### Exercise instructions
- 1) According to the text on deflation in China, for how many consecutive months has the decrease in the consumer price index been observed?
- 2) Extend the text on deflation in China with the passage that follows its closing question.

### Supplied text
China's consumer price index fell year-on-year last month at the sharpest pace since November 2020. At the same time, the decrease in the indicator has been observed for eight months in a row. Deflation in November was -0.5% (both compared to November 2022 and compared to October).
From the point of view of the average consumer, lower prices are a positive factor, because their costs are decreasing, but prolonged deflation can become a serious problem for the economy. Prolonged deflation leads to the development of a deflationary spiral, in which a prolonged drop in prices causes a decrease in production volumes and, as a result, an economic downturn in the country.
Is China's economy gradually sinking? What is the danger of deflation in China for the global economy? What is the reason for such price dynamics? Should we wait for the deterioration of the economic situation in China, or is a number of media outlets just scaring us?

### Listed records
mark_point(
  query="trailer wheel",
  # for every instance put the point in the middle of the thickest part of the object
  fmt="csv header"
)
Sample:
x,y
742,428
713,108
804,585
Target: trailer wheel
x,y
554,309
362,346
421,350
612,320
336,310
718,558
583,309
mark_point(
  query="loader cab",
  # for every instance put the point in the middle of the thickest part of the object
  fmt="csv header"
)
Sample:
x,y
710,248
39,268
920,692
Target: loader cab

### Written responses
- 1) Eight months in a row.

- 2)
Echoes of the past
Many investors and Chinese companies believed that after China's rejection of the harsh restrictive measures that had been in effect for three years due to the coronavirus pandemic, high demand would resume in the country, and sales of goods would rise sharply. But the reality did not match the expectations of the majority. According to Bloomberg, many companies in China are still trying to cope with the damage that COVID-19 has caused to their cash flow and profits. Some retailers, instead of placing new orders, try to sell all their accumulated stocks, expecting a sharp increase in sales.
Instead of the rapid price increases predicted by some economists at the beginning of the year, China is experiencing a prolonged period of decline, which clearly contrasts with what is happening in other global markets struggling with high inflation. There is a risk that Chinese consumers will continue to refrain from purchases, expecting prices to fall further, and enterprises unsure of future demand may reduce production and investment.
According to Bloomberg, unlike the temporary decline in late 2020 and early 2021, the drop in consumer prices is more of a concern this time. At that time, the main reason was the fall in pork prices, and the current trend is explained by a sharp decline in exports - consumers in some of China's largest markets, including the United States and Europe, are reducing their spending. At the same time, the prolonged recession in China's real estate sector has led to a drop in prices for rent, furniture and household appliances.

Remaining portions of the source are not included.